● **TEXT BLOCK**
──────────────────────────────

Centuries ago the great saint John Chrysostom wrote to Christians who were experiencing persecution and death in a brutal reprisal initiated by the Emperor Theodosius. Theodosius had begun by stripping away the privileges of the city Antioch in which those Christians lived, removing therefore the comfortable protections they had relied on. History is slowly repeating itself.
For social chit chat today is increasingly toxic in its assessment of Christianity and its practitioners. Groundswells of murmuring and economic realities coalesce to indicate that one day even western or global north Christians will not enjoy the cosy infrastructural privilege that has been our Linus blanket for centuries. As this happens we might learn from Chrysostom’s sage warning: the honour of a city, Chrysostom warned, is not the favour of the emperor, or the large and beautiful buildings, but the piety of those who worship the God of Jesus Christ.

──────────────────────────────

(Dataset entries)
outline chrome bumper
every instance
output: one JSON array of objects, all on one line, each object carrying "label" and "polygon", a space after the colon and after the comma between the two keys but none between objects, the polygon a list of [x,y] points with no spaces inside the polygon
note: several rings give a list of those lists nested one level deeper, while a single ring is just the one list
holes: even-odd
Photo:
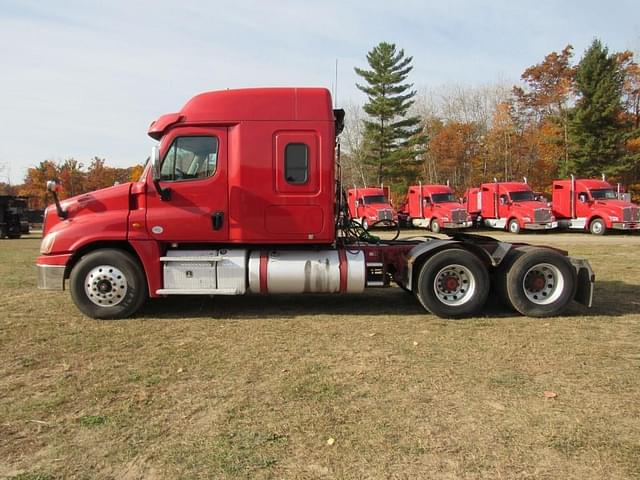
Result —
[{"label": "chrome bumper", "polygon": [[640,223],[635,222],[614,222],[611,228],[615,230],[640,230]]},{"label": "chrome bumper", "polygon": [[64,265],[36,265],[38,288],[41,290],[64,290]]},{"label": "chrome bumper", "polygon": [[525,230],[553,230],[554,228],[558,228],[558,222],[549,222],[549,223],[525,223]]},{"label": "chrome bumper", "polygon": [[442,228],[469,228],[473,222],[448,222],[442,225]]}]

──────────────────────────────

● **TASKS FOR THIS EXERCISE**
1: In the passage on John Chrysostom, what does Chrysostom say the honour of a city is?
2: From the passage on John Chrysostom, extract the stretch from "Centuries ago the" through "slowly repeating itself.".
3: Please extend the passage on John Chrysostom and the loss of Christian privilege, picking up after its last sentence.

● **ANSWERS TO THE TASKS**
1: The piety of those who worship the God of Jesus Christ.

2:
Centuries ago the great saint John Chrysostom wrote to Christians who were experiencing persecution and death in a brutal reprisal initiated by the Emperor Theodosius. Theodosius had begun by stripping away the privileges of the city Antioch in which those Christians lived, removing therefore the comfortable protections they had relied on. History is slowly repeating itself.

3:
The beauty and security, the Linus blanket of a church or a cathedral or a diocesan infrastructure will crumble, but it is the prayers of the people, the journeying of the people in the way in which and to which we are baptised: these are the church and the cathedral and the diocese and the collected authenticity of the City of God.
To that we must witness by our mad-crazy actions. Are we a people who welcome and embrace the odd and dysfunctional or the just plain different? I speak not only of our big picture response to the world’s growing migration of refugees, but the far more difficult small picture response of our attitude to a noisy child or an unshowered street person or a person with prison tats in the pew next to us. Do we embrace or do we exclude? I know my first reaction, and I suspect I am not alone in needing to confess my reliance on comfort zones that do not represent the topsy-turvy Magnificat values of Jesus the Christ. Do we embrace and include those who are not from our socio-economic, chronological, ethnic or cultural milieu, or do we subtly (not least by our expectations of high literacy) exclude the lowly and the other, as we sing or read our Magnificat?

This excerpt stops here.